#### [ASSIGNMENT]
Could you tally the lines of the entries that carry the string "here"? Reply with the number and nothing more.

───── WORKING DATA ─────

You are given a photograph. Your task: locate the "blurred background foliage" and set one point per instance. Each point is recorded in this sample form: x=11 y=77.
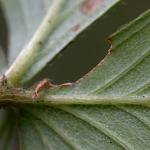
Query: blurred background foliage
x=85 y=51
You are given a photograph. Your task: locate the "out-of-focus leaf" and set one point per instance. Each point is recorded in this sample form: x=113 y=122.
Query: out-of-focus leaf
x=123 y=74
x=24 y=17
x=3 y=61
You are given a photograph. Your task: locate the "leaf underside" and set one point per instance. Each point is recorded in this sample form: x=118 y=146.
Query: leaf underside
x=124 y=72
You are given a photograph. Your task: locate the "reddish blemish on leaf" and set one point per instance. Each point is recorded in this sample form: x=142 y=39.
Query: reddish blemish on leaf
x=44 y=84
x=75 y=28
x=90 y=5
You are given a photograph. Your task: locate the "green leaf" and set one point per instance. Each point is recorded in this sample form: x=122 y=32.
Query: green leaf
x=66 y=22
x=3 y=62
x=124 y=74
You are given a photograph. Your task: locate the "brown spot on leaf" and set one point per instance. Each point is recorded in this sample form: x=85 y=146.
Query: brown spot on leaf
x=90 y=5
x=75 y=28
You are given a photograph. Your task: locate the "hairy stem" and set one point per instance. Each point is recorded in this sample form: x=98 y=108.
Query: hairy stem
x=28 y=55
x=22 y=96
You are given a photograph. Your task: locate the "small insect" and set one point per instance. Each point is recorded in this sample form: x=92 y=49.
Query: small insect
x=44 y=84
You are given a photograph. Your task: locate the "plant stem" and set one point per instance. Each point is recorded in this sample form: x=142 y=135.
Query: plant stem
x=28 y=55
x=21 y=96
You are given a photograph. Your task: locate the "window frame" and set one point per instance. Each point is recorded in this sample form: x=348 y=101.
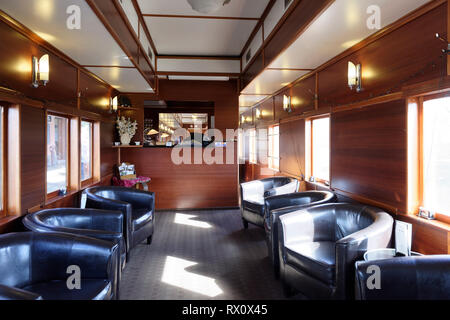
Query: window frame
x=420 y=101
x=253 y=154
x=89 y=181
x=311 y=151
x=271 y=159
x=55 y=194
x=3 y=139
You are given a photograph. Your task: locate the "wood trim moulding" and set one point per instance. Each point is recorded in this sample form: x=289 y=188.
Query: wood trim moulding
x=365 y=200
x=145 y=27
x=179 y=16
x=22 y=29
x=141 y=48
x=203 y=74
x=105 y=22
x=162 y=57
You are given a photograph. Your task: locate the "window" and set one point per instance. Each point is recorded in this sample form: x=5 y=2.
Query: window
x=435 y=164
x=252 y=146
x=320 y=149
x=57 y=154
x=86 y=154
x=273 y=156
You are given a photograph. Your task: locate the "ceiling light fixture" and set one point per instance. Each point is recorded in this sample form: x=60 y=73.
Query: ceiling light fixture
x=207 y=6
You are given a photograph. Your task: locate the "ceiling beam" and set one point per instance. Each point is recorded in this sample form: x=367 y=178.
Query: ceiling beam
x=258 y=25
x=178 y=16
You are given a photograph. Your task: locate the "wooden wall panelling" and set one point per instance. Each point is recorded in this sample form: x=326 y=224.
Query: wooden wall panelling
x=185 y=186
x=389 y=61
x=15 y=68
x=292 y=148
x=33 y=151
x=303 y=96
x=369 y=156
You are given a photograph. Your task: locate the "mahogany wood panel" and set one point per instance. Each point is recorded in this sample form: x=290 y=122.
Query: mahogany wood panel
x=185 y=186
x=292 y=148
x=108 y=155
x=296 y=22
x=33 y=149
x=368 y=153
x=278 y=102
x=15 y=69
x=303 y=96
x=395 y=60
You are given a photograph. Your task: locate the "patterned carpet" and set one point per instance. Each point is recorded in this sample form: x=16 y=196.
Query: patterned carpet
x=201 y=255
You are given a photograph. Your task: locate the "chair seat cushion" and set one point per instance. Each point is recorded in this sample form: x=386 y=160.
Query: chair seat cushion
x=255 y=205
x=141 y=217
x=91 y=289
x=317 y=259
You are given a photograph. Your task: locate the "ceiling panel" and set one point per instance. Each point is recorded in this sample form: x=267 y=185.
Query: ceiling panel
x=91 y=45
x=236 y=8
x=270 y=81
x=123 y=79
x=211 y=37
x=341 y=26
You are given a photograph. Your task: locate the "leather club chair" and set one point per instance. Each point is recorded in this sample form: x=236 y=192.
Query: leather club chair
x=320 y=245
x=406 y=278
x=253 y=194
x=277 y=206
x=99 y=224
x=137 y=206
x=34 y=266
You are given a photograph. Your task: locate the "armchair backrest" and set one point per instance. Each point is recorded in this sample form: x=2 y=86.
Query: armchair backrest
x=406 y=278
x=29 y=257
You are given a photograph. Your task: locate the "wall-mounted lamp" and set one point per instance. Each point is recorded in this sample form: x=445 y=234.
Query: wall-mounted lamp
x=40 y=71
x=114 y=104
x=287 y=103
x=258 y=113
x=354 y=76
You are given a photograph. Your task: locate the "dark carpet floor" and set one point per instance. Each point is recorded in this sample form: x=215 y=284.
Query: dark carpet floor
x=208 y=256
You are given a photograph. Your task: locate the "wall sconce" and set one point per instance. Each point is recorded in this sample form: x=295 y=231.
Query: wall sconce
x=40 y=71
x=287 y=103
x=114 y=104
x=258 y=113
x=355 y=76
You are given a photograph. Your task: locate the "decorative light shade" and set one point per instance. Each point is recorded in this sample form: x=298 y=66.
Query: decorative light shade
x=354 y=76
x=258 y=113
x=287 y=103
x=115 y=104
x=152 y=132
x=40 y=70
x=207 y=6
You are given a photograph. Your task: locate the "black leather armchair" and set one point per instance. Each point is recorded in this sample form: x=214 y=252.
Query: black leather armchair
x=320 y=245
x=99 y=224
x=34 y=266
x=253 y=194
x=277 y=206
x=406 y=278
x=136 y=205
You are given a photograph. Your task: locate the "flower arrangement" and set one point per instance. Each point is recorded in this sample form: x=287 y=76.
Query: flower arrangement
x=127 y=129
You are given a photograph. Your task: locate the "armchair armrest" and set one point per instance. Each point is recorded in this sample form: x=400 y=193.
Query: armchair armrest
x=252 y=189
x=308 y=225
x=9 y=293
x=352 y=248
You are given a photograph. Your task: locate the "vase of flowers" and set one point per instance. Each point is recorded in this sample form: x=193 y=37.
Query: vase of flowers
x=127 y=130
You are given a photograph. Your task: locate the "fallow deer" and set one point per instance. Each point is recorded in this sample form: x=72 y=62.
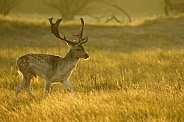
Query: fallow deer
x=172 y=6
x=50 y=67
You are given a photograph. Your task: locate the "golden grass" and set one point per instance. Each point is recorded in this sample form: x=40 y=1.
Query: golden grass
x=122 y=80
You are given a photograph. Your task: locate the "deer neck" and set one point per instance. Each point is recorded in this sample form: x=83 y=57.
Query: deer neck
x=70 y=59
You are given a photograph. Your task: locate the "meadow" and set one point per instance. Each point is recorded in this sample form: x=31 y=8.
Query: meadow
x=135 y=72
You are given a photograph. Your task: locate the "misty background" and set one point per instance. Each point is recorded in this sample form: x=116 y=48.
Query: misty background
x=135 y=8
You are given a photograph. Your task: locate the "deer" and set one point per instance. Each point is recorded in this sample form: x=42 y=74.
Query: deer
x=52 y=68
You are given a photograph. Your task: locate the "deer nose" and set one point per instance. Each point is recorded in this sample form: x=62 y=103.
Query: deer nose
x=86 y=56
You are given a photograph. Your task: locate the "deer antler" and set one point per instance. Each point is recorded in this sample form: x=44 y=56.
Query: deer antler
x=54 y=30
x=80 y=34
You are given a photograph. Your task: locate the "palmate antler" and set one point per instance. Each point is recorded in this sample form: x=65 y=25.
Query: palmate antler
x=54 y=30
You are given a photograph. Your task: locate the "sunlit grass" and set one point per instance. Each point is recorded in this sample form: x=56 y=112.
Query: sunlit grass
x=122 y=80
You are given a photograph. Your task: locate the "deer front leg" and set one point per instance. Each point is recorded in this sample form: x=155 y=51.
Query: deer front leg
x=69 y=85
x=47 y=87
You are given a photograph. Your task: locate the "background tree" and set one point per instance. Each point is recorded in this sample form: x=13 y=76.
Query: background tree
x=7 y=5
x=69 y=8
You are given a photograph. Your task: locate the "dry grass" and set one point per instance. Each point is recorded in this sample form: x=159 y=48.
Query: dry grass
x=134 y=73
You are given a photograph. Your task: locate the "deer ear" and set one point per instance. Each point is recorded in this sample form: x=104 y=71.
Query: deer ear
x=71 y=44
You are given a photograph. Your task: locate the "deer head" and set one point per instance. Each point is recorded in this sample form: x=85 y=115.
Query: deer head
x=76 y=47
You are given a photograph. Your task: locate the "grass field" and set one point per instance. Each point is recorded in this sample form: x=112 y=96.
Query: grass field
x=135 y=72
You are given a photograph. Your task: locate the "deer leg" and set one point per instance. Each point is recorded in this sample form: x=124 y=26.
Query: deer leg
x=47 y=87
x=28 y=86
x=20 y=86
x=69 y=85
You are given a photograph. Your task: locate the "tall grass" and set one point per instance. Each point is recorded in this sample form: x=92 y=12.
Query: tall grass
x=122 y=80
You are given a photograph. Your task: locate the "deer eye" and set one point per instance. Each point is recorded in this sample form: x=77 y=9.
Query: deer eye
x=77 y=49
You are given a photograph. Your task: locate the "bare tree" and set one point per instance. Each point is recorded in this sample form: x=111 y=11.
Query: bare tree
x=119 y=8
x=69 y=8
x=7 y=5
x=172 y=6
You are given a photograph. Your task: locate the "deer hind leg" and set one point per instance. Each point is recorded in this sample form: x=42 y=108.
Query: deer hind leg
x=20 y=86
x=28 y=79
x=69 y=85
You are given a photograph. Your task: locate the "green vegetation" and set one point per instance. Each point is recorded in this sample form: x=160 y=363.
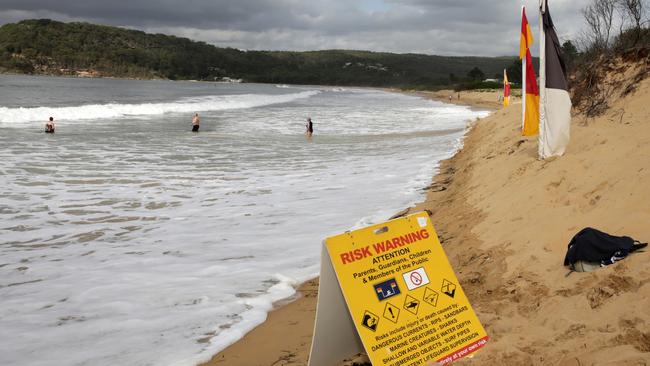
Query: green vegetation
x=50 y=47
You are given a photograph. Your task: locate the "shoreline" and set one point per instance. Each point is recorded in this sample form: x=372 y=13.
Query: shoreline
x=504 y=218
x=294 y=317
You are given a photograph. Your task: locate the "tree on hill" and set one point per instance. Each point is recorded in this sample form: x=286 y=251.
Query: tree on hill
x=476 y=74
x=50 y=47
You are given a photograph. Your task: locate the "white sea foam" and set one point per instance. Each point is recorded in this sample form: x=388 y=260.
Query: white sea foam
x=165 y=247
x=114 y=110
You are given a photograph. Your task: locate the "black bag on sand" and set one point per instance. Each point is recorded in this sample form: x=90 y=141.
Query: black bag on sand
x=591 y=248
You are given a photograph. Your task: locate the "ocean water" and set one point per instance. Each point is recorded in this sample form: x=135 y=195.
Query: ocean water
x=126 y=239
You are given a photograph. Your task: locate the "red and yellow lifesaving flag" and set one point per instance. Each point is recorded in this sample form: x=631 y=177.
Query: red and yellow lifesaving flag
x=529 y=89
x=506 y=89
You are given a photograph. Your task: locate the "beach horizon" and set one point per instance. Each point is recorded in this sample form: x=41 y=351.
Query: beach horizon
x=505 y=219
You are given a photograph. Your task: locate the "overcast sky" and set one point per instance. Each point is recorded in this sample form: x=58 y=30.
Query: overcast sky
x=439 y=27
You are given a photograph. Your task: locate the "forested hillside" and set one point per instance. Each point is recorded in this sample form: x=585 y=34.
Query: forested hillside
x=51 y=47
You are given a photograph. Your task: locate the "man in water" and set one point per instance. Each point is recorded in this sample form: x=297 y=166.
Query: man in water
x=310 y=127
x=49 y=126
x=195 y=123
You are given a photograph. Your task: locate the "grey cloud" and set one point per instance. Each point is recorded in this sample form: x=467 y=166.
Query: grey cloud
x=446 y=27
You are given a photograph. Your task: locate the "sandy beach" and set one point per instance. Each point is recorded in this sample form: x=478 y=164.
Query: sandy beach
x=505 y=219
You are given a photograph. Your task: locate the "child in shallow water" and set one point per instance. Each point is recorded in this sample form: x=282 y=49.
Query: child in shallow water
x=49 y=126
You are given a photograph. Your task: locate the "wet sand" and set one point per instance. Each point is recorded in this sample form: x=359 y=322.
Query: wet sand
x=505 y=219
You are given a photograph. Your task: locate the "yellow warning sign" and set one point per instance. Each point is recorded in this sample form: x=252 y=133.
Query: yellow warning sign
x=400 y=265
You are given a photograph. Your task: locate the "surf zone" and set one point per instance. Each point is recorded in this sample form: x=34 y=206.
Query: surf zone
x=383 y=246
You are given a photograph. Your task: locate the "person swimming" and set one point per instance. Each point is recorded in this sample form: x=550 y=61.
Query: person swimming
x=195 y=123
x=310 y=127
x=49 y=126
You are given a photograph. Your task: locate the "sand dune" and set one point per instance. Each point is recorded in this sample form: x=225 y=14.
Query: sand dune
x=505 y=219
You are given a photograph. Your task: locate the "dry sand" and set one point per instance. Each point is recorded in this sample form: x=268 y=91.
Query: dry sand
x=505 y=219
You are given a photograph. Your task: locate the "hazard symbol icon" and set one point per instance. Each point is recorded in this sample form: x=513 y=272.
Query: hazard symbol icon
x=430 y=297
x=448 y=288
x=391 y=312
x=411 y=304
x=416 y=278
x=387 y=289
x=370 y=321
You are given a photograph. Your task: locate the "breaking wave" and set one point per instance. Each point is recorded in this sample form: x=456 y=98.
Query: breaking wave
x=117 y=110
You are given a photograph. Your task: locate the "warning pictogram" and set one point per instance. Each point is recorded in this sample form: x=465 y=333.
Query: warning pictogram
x=411 y=304
x=370 y=320
x=387 y=289
x=448 y=288
x=416 y=278
x=430 y=297
x=391 y=312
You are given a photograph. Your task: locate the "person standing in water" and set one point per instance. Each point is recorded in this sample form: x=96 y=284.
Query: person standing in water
x=310 y=127
x=49 y=126
x=195 y=123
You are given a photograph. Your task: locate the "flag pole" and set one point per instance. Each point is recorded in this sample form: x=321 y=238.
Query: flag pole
x=523 y=83
x=541 y=138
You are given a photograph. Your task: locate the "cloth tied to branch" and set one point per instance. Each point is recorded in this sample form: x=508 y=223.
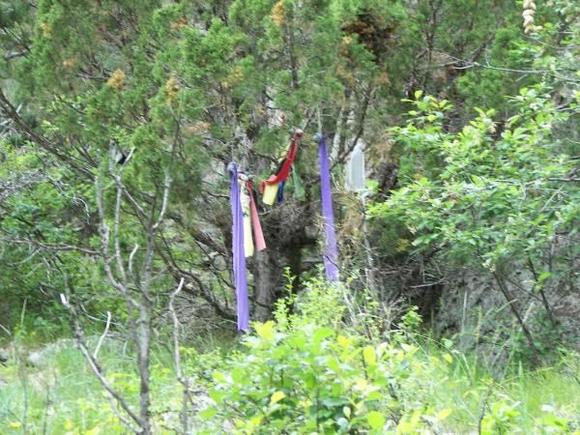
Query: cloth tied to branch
x=330 y=248
x=273 y=187
x=239 y=258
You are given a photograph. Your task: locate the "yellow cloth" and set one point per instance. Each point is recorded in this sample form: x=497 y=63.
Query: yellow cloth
x=270 y=193
x=248 y=239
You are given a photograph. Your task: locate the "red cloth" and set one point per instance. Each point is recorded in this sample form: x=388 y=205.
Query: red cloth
x=284 y=171
x=256 y=226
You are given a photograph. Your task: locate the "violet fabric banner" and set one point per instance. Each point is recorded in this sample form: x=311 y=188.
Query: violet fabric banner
x=239 y=260
x=330 y=249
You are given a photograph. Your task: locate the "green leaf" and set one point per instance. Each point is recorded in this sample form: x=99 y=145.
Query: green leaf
x=276 y=397
x=369 y=356
x=376 y=420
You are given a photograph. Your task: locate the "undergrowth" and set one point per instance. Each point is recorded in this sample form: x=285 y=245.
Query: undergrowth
x=307 y=371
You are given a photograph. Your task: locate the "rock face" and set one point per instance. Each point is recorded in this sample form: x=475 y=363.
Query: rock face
x=40 y=358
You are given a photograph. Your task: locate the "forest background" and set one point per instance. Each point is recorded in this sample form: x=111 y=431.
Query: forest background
x=458 y=305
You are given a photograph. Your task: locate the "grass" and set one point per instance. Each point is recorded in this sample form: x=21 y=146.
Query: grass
x=63 y=396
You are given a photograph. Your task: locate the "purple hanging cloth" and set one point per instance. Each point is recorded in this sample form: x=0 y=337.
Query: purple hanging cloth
x=330 y=249
x=239 y=255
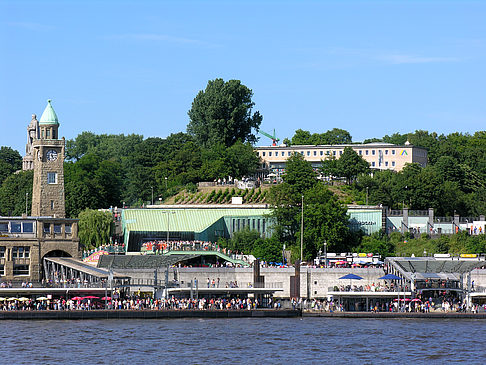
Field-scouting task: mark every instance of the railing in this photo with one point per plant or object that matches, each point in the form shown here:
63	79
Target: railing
356	289
113	249
418	213
275	285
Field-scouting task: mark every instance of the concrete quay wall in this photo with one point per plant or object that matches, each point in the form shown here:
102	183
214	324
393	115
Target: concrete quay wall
146	314
399	315
314	282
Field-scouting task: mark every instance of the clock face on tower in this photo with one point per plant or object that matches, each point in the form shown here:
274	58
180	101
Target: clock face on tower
51	155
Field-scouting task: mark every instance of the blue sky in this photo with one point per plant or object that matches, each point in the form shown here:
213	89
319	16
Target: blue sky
370	67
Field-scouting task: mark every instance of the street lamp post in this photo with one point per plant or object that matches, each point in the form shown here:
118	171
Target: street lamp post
168	221
325	254
302	231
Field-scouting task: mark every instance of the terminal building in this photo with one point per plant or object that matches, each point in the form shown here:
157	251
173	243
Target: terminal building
380	156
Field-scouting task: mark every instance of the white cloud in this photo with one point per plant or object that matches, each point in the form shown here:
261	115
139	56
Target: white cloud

─────

#### [YOUR SOLUTION]
7